Object position labeling items
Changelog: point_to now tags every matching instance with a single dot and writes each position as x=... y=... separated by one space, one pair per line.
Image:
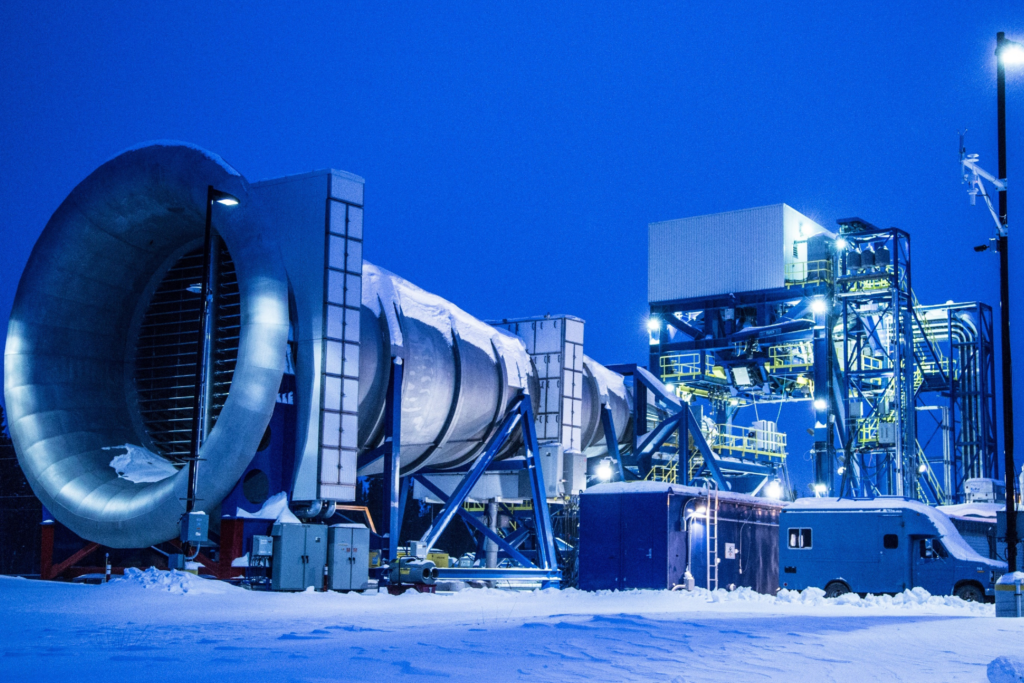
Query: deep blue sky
x=513 y=153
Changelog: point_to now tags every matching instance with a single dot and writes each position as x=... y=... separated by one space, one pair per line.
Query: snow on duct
x=725 y=253
x=102 y=339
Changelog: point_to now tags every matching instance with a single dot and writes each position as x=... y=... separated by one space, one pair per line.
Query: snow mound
x=1011 y=578
x=275 y=508
x=271 y=508
x=973 y=510
x=140 y=465
x=175 y=582
x=1006 y=670
x=815 y=597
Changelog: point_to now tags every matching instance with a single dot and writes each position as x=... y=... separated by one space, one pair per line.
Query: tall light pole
x=204 y=352
x=1006 y=50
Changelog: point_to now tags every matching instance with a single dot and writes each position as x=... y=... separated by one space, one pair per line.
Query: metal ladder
x=712 y=545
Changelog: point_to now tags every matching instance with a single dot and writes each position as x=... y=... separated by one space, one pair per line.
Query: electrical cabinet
x=299 y=556
x=348 y=557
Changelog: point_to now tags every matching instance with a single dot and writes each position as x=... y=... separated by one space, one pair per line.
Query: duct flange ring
x=70 y=365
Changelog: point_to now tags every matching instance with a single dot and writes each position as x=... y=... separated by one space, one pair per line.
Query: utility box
x=348 y=557
x=299 y=556
x=195 y=527
x=262 y=546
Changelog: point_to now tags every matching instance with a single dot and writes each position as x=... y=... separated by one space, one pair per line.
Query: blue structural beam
x=392 y=458
x=520 y=416
x=655 y=438
x=711 y=460
x=545 y=534
x=477 y=524
x=454 y=504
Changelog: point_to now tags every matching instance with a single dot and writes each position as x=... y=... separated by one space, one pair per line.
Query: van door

• **Goal**
Convert every line of the items above into a numbered list, skipping any blank lines. Leave the pictures out of your answer.

• **The reply**
1. Changelog: point_to now tags every matching instance with a single dot and writes each position as x=... y=... separated by one space, one pair per line.
2. Image:
3. Query: deep blue sky
4. x=513 y=153
5. Changelog: point_to now tags every matching instance with a single dot and writes each position as x=... y=... separated by one space, one pair per line.
6. Query: snow on duct
7. x=725 y=253
8. x=102 y=339
9. Changelog: point_to now tags every matching instance with a single dot and writes each position as x=... y=... separated by one space, one pair per line.
10. Query: snow mound
11. x=1011 y=578
12. x=275 y=508
13. x=271 y=508
14. x=973 y=510
15. x=140 y=465
16. x=175 y=582
17. x=1006 y=670
18. x=815 y=597
19. Changelog: point_to now tags every matching instance with a single dot and writes each position as x=... y=... separated by one space, one pair per line.
20. Query: tall light pole
21. x=204 y=352
22. x=1006 y=50
23. Changelog: point_to now tags every matching instance with a single dot and writes each position as x=... y=... separated by one space, one pair per line.
24. Query: metal ladder
25. x=712 y=545
26. Changelog: point_to now tags every matching instance with a single dot and writes each position as x=... y=... separated by one space, one pair per line.
27. Query: electrical cabinet
28. x=299 y=556
29. x=348 y=557
30. Changelog: point_to now tags every matching instance with a single dot and writes each position as x=... y=... separated by one space, one pair per line.
31. Query: duct flange ring
32. x=70 y=365
33. Changelog: point_to now tags every matching instance with a single dot and writes each position as x=... y=... separated by one space, one pair per line.
34. Query: utility box
35. x=348 y=557
36. x=299 y=556
37. x=195 y=527
38. x=262 y=546
39. Changelog: point_to now tags every matching instance with a single dot and writes each position as x=... y=... separated by one space, one pair per line.
40. Query: blue structural beam
41. x=392 y=458
42. x=520 y=416
43. x=655 y=438
44. x=711 y=460
45. x=545 y=534
46. x=477 y=524
47. x=454 y=504
48. Changelog: point_to now tags every matching instance with a single dot and writes each position as x=... y=... separated by one space, one pair per line.
49. Query: van door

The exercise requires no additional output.